* _Text provided_:
Come in Close

Yesterday I woke up feeling like I had been hit by a truck. Turns out it was a sinus infection, but I knew there was a lot going on mentally too. 

We’ve had 2 suicides in our community this week. I cannot wrap my head around either one. I cannot imagine what their families are feeling. I’m pretty far removed, even though we have a lot of connections, and it has impacted me deeply. 

I grabbed my phone as I got up out of bed, and I had three texts from people asking me to pray for other things. Tough things. Biopsies. Court dates. DNRs. 

It was too much. I started asking God to show me how to handle all of this. With friends, our boys, and with myself. What do I say?? How do I respond to questions? How do I handle it in my own mind but also in conversations with others? Because there are a LOT of conversations. Especially about the suicides. Everyone is curious, shocked, and wants to fill in the blanks in their minds. I’d rather talk about than brush it under the rug. 

As I started my morning routine, I heard a familiar song in my mind that we had sung in church a couple weeks before. Starlight.

“You’re not far away, you come in close….you come in close”... “even as I wait…you come in close….you come in close.” The point of the song is to celebrate and enjoy the presence of God. 

The point of suicide is to escape the darkest, most desperate loneliness that anyone can experience. 

I really can’t imagine. 

But also, I can. 

In some ways, I’ve been there. Obviously not to the same degree. But I’ve tasted that darkness. I have heard the whispers. I have been tempted.

* _Dataset content_:
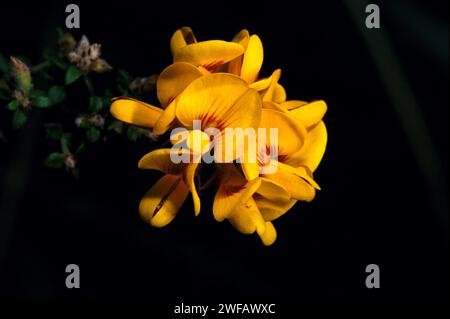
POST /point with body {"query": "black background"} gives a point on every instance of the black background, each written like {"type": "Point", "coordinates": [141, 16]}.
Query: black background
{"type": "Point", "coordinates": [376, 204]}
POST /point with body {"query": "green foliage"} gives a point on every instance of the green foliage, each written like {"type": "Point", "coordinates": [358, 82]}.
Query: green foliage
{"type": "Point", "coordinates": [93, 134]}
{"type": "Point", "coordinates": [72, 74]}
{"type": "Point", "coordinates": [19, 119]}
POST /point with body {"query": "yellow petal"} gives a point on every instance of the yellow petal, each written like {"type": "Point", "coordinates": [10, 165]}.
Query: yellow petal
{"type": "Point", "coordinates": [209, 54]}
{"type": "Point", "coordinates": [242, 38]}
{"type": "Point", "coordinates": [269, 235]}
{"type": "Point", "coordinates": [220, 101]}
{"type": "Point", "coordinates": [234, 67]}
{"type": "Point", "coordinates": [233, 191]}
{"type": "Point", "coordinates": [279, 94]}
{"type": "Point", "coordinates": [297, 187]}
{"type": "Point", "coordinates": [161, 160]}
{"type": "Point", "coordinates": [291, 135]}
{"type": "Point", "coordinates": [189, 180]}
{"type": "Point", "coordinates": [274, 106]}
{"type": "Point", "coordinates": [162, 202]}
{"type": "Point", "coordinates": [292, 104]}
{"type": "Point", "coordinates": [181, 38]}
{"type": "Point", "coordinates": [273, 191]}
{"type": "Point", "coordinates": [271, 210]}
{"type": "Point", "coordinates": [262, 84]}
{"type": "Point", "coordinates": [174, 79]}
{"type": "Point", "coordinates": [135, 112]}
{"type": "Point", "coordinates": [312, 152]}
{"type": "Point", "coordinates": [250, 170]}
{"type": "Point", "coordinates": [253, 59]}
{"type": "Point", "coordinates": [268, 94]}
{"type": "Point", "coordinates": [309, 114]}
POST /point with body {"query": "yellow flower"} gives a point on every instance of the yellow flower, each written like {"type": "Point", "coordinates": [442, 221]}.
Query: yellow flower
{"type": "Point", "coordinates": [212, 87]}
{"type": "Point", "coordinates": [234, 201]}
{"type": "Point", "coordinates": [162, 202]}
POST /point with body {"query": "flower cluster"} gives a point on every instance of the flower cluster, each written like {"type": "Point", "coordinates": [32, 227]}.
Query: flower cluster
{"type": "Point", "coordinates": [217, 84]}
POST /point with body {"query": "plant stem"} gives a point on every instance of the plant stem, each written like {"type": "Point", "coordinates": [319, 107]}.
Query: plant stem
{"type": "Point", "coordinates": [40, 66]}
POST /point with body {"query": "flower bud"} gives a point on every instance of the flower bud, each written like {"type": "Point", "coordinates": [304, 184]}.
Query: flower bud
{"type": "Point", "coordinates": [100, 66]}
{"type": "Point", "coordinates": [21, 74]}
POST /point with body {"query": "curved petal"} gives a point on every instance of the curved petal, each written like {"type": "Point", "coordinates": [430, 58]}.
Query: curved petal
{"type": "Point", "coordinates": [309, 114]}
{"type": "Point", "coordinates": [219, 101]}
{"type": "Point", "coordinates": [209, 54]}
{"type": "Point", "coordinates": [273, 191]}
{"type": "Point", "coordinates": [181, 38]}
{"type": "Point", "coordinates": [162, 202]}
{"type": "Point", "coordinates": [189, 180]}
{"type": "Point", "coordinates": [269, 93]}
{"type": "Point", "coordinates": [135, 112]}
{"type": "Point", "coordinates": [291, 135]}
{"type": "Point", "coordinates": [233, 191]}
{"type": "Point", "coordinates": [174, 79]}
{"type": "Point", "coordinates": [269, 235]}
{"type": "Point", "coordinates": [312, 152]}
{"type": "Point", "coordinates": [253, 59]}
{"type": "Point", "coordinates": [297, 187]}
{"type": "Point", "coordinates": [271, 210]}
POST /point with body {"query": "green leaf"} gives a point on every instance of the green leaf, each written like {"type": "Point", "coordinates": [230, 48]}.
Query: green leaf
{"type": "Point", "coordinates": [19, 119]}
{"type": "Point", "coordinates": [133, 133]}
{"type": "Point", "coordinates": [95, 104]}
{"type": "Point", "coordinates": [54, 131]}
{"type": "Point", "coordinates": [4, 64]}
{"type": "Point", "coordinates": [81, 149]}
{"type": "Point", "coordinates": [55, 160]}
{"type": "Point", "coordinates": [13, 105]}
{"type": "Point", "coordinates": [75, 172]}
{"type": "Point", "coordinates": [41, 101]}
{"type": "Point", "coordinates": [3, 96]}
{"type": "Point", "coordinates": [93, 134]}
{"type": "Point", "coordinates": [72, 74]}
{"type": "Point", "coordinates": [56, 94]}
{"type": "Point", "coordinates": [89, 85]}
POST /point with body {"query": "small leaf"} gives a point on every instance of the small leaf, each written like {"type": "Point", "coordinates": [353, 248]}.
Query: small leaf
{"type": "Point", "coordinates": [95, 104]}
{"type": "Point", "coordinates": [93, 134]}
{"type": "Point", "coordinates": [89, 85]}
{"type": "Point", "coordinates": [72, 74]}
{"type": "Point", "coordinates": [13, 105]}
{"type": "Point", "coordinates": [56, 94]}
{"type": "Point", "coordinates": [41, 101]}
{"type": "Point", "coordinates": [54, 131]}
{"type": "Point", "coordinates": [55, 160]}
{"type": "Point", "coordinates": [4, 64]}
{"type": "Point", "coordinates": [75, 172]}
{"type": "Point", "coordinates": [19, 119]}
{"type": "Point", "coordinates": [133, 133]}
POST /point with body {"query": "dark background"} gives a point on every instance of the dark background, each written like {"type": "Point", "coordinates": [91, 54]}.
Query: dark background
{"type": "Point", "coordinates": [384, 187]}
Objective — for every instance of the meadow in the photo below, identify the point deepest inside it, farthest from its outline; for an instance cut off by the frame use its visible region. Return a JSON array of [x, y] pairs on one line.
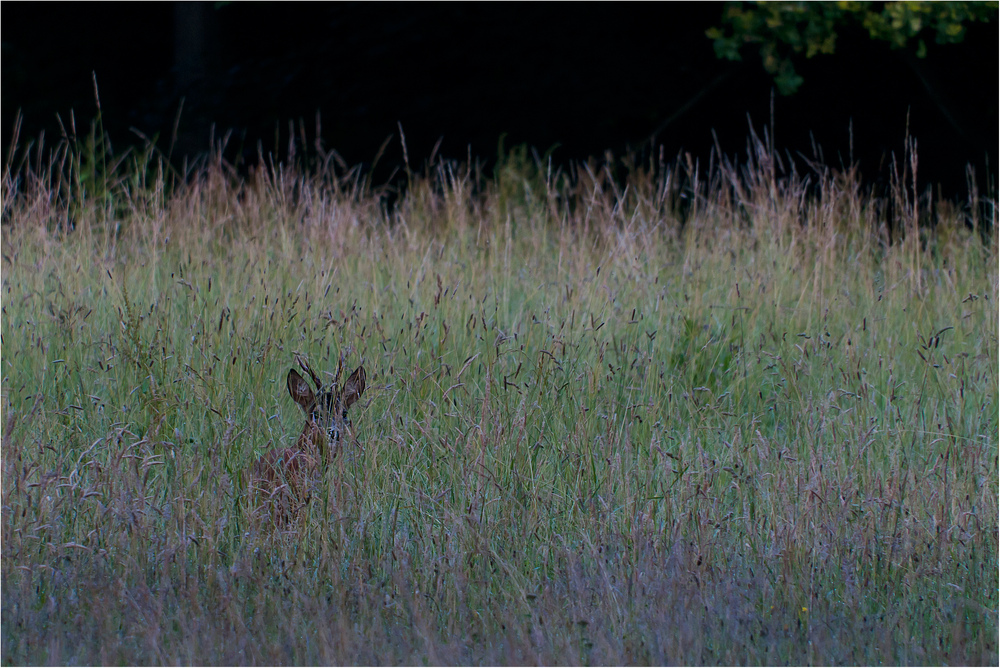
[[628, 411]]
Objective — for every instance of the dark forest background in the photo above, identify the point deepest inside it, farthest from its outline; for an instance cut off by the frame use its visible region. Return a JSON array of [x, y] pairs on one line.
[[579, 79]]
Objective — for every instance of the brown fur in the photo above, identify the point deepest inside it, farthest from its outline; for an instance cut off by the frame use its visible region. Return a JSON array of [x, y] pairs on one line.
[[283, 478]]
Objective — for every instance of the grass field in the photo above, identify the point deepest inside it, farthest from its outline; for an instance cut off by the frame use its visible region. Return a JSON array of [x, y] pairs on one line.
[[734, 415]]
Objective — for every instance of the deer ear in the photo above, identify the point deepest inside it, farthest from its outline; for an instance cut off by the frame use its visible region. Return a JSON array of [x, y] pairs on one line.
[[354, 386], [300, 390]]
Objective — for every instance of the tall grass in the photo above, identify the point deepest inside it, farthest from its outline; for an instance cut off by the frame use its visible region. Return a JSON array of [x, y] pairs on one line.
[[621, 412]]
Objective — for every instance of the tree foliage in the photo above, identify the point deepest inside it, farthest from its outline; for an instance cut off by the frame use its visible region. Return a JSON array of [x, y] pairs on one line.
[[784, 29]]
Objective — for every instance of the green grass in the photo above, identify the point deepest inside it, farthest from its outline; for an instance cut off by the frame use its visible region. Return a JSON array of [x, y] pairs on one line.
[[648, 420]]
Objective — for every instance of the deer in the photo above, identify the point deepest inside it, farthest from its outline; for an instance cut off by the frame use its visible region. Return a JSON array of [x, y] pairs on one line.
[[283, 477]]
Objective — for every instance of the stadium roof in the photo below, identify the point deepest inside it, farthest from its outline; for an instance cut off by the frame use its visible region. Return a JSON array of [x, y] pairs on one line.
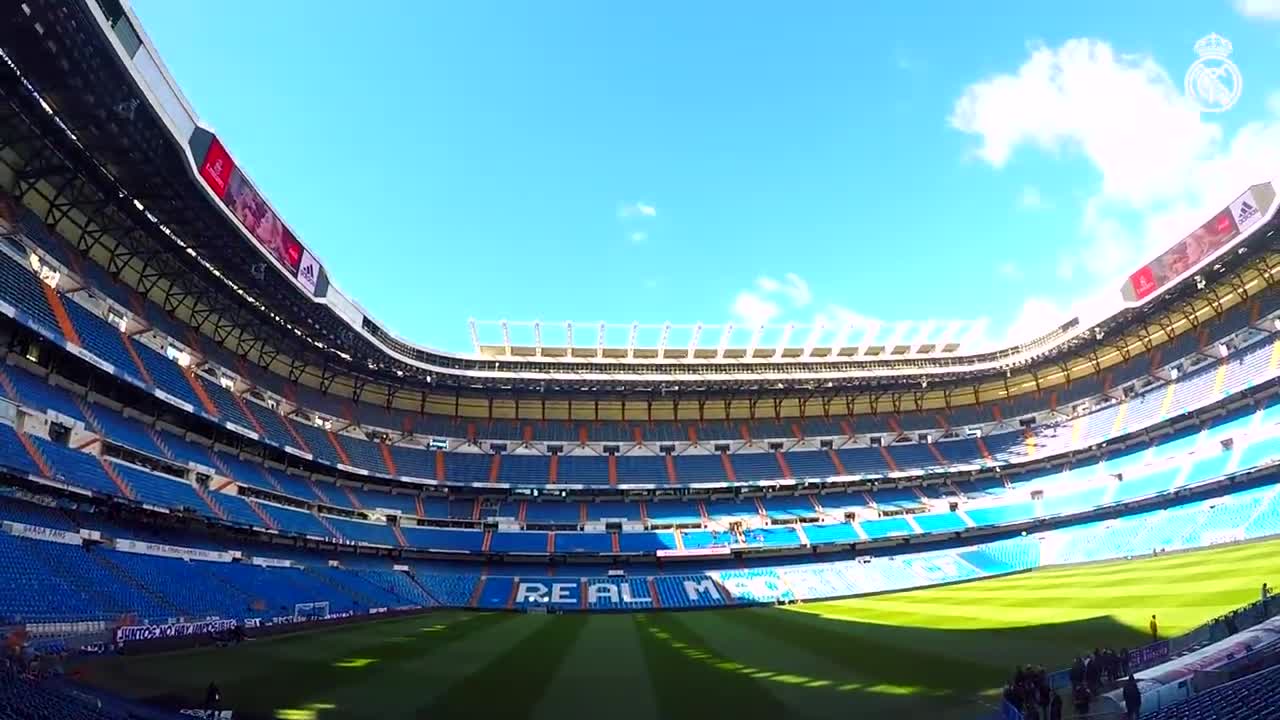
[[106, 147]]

* _Task goal_: Copy the stretch of the essay from "As I started" through "presence of God." word for word. The material was taken from a separate source that has no connection to the essay.

* _Answer section_:
As I started my morning routine, I heard a familiar song in my mind that we had sung in church a couple weeks before. Starlight.

“You’re not far away, you come in close….you come in close”... “even as I wait…you come in close….you come in close.” The point of the song is to celebrate and enjoy the presence of God.